EXERCISE INSTRUCTIONS: Everything in the listing below must be set down again exactly, apart from the pictures.

DATA RECORDS:
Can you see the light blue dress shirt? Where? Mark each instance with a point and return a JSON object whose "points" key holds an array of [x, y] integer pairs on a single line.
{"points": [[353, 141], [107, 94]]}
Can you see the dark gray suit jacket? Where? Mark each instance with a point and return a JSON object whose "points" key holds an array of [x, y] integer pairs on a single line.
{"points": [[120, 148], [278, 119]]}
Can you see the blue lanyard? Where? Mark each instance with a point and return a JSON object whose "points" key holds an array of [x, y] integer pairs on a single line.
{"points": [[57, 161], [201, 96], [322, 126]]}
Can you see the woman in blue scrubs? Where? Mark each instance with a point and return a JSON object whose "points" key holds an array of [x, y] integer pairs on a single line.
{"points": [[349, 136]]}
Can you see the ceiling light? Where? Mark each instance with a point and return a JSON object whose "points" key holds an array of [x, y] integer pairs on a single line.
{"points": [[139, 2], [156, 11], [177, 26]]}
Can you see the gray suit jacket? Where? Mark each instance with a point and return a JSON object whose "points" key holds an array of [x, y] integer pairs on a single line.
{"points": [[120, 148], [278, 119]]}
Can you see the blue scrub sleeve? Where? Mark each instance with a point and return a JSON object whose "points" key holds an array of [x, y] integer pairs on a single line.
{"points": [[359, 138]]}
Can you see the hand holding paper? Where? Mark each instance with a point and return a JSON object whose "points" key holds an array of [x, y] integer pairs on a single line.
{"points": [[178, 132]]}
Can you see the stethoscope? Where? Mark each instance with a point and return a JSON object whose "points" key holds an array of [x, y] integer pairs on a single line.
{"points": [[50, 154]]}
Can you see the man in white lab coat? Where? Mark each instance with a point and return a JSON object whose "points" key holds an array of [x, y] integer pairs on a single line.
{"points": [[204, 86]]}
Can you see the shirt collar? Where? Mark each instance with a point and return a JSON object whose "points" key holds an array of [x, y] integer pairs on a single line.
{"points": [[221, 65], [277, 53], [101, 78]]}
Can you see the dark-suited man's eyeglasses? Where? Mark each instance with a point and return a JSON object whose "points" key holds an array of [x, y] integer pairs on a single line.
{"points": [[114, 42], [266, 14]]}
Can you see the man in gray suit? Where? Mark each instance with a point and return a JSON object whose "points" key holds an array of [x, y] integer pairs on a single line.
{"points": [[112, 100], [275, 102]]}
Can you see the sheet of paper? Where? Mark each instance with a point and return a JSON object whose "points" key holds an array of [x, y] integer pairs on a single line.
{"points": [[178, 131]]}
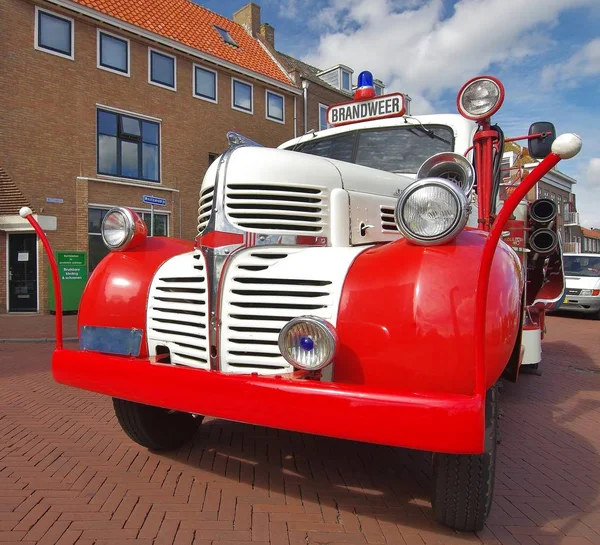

ANSWER BOX:
Can you see the light blue dress shirt? Where? Mark each instance with a point and return a JSON object whose "points" key holds an array of [x, y] integer pairs on a single line.
{"points": [[353, 141], [107, 94]]}
Can you see the dark gray suit jacket? Where? Mark each instance with a point and return a JSON object whose "points" key holds an array of [x, y] integer pairs on a single line.
{"points": [[120, 148], [278, 119]]}
Can you see the blue lanyard? Where? Mark each instance with a point and return a JSON object whose "points" key holds an array of [x, y] integer pairs on a single line.
{"points": [[57, 161], [201, 96], [322, 126]]}
Can you see the woman in blue scrubs? Where? Mark each instance with a point and return a JSON object whose "points" key holds an array of [x, y] integer pairs on a single line.
{"points": [[349, 136]]}
Can you see the ceiling light? Where? Mark each instance with a point and return a JSON object whose "points" key holds an array of [x, y] integer pairs on a single line.
{"points": [[139, 2], [156, 11], [177, 26]]}
Can you see the gray suit jacket? Where? Mark each instance with a point and return a JSON object whose "points" key holds an array of [x, y] integer pairs on a single line.
{"points": [[120, 148], [278, 119]]}
Can you see the blue scrub sleeve? Where? Mark each instance with a point and return a JSON object whose "points" key holds an array of [x, y] integer pairs on a single line.
{"points": [[359, 138]]}
Can you see the hand holding paper? Where? Mark each instance with a point and return a JSON object whose "points" key holds an array of [x, y] integer pairs on a single line.
{"points": [[178, 132]]}
Can you see the stethoscope? Where? Mark each instance with a point and return a JSON object whose "points" key holds an array of [x, y] integer pairs on a single line.
{"points": [[50, 154]]}
Can you see the man in white lab coat? Where? Mark each instance with a point and return a JSON object whose "points" key holds an array of [x, y] integer pairs on a single line.
{"points": [[204, 86]]}
Can you see the shirt collar? Where? Mark each instance with a point and return a JSON object whose "points" key holds an array of [x, y] integer pairs on a single line.
{"points": [[221, 65], [277, 53], [101, 78]]}
Can you see the dark-suited man's eyeglasses? Where? Mark each instance with a point and return a JSON object whose "points" key holds an array of [x, y] integer pairs on a single line.
{"points": [[114, 42], [266, 14]]}
Can you see the man in gray suit? Where? Mark each instance with a point and return a JSON object whose "points" key holds an array of [x, y] integer pairs on a single line.
{"points": [[112, 100], [275, 102]]}
Can you see the sheet of paper? Where? Mark each instance with a point and return a JSON object whose "points" key holds an array of [x, y] integer pairs on a single line.
{"points": [[178, 131]]}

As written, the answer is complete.